[Start Data]

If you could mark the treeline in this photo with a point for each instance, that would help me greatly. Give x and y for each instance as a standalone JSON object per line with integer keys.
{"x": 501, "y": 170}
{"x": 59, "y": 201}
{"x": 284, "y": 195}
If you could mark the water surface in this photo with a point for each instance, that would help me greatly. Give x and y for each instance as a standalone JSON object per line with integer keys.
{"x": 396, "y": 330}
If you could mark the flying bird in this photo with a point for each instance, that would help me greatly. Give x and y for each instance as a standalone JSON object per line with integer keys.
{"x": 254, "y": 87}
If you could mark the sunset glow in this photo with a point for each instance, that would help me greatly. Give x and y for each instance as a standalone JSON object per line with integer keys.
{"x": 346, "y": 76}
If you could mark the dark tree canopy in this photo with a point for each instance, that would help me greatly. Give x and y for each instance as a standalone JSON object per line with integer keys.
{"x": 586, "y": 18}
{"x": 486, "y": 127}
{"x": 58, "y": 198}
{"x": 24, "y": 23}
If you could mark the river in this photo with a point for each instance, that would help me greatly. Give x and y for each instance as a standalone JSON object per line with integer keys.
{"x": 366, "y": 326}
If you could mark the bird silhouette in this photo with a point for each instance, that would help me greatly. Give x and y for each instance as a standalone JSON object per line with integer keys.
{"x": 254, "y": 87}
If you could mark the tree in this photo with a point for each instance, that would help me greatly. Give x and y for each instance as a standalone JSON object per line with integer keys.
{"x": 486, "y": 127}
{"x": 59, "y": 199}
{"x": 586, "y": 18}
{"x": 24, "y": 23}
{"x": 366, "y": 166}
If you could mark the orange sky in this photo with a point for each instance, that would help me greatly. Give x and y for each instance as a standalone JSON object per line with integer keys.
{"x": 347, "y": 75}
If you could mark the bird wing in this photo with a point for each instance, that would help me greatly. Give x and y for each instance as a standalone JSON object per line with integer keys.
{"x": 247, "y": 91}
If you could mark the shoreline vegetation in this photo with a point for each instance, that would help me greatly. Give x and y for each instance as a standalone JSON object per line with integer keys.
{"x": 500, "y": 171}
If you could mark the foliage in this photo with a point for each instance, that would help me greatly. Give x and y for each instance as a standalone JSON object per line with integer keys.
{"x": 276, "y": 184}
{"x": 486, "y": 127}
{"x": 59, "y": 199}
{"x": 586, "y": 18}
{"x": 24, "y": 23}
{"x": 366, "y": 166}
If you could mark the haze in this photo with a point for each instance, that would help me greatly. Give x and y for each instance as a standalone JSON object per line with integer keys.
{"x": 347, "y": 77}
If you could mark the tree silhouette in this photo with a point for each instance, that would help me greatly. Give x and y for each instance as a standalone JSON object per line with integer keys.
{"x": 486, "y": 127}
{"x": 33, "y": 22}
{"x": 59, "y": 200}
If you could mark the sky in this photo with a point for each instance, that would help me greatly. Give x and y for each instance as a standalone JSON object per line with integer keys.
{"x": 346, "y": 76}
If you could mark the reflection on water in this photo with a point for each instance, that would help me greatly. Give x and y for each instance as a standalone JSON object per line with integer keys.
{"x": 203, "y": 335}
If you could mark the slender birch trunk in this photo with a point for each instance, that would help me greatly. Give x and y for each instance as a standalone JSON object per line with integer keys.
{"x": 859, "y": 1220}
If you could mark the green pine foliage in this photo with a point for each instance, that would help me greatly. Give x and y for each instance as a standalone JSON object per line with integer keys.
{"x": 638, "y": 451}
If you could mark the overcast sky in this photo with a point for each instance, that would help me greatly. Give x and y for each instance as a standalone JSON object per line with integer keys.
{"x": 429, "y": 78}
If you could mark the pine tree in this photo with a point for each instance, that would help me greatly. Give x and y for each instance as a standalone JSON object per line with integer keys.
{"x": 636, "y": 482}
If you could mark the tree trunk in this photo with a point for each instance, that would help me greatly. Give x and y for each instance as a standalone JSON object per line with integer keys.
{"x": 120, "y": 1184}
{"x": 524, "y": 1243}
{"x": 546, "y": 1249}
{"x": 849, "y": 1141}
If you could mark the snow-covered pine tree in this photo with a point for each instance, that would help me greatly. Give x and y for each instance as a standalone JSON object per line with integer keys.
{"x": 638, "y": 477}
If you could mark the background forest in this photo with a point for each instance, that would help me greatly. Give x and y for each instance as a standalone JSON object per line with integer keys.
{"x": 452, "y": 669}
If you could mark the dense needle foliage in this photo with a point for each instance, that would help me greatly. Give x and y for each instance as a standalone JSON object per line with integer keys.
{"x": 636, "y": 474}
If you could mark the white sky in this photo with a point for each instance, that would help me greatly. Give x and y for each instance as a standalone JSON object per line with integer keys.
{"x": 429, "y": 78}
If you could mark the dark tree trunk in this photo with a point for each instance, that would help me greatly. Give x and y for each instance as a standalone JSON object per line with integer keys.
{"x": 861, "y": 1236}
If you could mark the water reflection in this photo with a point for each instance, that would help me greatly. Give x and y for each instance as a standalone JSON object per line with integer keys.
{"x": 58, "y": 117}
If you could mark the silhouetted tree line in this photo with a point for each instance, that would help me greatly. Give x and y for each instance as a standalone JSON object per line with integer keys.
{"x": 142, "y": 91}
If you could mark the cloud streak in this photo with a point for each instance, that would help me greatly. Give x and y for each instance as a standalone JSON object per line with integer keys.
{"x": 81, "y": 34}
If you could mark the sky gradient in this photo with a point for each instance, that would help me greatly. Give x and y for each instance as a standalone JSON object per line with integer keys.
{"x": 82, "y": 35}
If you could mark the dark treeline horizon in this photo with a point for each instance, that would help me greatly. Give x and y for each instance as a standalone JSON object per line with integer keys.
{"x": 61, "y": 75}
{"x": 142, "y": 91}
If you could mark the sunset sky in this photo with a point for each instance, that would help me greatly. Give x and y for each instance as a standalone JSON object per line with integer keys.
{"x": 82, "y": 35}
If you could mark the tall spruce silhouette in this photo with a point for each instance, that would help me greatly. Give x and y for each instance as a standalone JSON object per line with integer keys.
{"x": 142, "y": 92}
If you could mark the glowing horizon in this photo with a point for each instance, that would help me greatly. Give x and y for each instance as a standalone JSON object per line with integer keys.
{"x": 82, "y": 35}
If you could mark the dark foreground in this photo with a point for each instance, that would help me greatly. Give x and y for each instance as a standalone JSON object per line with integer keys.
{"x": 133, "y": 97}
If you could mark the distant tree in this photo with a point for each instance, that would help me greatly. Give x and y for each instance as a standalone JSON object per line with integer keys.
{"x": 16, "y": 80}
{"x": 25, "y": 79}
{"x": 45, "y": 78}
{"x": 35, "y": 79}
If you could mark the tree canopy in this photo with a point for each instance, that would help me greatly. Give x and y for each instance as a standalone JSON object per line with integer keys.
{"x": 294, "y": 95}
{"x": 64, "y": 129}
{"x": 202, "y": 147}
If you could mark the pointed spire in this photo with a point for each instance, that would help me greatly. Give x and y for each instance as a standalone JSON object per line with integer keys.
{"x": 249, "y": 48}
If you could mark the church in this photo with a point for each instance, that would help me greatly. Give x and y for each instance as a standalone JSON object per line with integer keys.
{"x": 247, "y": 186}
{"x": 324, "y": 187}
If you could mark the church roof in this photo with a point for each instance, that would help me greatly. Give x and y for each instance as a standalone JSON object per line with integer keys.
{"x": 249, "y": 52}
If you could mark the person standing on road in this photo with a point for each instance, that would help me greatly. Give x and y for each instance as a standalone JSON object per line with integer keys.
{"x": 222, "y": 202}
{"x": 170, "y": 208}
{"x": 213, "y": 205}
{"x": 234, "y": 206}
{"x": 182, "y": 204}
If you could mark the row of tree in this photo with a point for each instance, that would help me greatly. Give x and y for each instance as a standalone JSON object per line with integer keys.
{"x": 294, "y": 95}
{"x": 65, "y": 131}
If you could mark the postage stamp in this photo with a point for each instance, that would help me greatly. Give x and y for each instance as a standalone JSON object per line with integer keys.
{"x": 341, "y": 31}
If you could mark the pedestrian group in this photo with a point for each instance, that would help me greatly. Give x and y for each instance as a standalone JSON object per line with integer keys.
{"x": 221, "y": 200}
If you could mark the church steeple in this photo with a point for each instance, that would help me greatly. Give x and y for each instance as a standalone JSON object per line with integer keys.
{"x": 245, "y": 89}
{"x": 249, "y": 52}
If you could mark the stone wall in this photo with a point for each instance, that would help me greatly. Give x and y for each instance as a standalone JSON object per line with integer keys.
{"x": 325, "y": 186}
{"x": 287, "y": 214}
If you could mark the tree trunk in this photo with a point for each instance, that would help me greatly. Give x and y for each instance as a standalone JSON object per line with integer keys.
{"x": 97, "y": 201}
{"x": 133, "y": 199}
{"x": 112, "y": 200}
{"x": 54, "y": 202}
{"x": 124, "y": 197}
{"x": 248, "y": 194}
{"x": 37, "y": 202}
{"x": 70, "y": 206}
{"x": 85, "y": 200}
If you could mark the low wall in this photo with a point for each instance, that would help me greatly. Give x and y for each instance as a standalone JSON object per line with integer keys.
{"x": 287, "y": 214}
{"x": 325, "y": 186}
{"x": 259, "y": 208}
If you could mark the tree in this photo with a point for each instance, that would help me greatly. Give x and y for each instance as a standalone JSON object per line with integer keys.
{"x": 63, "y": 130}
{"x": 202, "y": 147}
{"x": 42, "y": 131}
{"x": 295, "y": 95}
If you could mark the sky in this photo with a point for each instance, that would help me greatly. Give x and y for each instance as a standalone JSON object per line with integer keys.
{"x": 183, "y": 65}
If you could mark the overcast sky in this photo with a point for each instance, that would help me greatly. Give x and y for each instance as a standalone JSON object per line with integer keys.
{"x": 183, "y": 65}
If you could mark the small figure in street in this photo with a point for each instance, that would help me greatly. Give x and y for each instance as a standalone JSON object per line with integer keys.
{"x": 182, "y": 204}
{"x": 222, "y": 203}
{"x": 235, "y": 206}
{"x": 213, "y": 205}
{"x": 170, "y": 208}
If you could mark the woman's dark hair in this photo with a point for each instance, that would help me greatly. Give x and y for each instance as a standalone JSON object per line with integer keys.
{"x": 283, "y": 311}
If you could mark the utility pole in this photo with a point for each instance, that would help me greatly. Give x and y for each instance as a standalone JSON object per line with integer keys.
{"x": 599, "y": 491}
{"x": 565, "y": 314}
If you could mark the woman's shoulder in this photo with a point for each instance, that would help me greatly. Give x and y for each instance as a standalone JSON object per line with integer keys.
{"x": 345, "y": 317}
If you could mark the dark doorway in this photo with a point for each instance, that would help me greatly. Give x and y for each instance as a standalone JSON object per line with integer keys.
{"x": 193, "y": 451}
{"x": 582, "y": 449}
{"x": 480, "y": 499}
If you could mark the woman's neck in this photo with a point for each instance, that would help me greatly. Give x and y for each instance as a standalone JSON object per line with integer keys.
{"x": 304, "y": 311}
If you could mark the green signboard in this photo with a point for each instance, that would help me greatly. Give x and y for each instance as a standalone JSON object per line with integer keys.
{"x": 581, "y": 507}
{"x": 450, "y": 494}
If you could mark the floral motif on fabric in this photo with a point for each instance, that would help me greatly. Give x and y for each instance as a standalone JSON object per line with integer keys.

[End Data]

• **Aim of the task**:
Repeat every line from the one containing "If you could mark the green signboard" down to the end of the entries, keeping all wording lines as they are. Scale each x and y coordinate in the answers by 1.15, rounding to whole numbers with halves going up.

• **Solution below**:
If you could mark the green signboard in this photo with a point for each instance, that would help me greatly. Give x and y for each instance as a standalone JSON object per line with integer keys.
{"x": 668, "y": 583}
{"x": 518, "y": 568}
If you could mark the floral motif on fabric in this photo with a point for each instance, that would help me greatly. Give x and y for each instance as a standalone JSON object per line with integer keys.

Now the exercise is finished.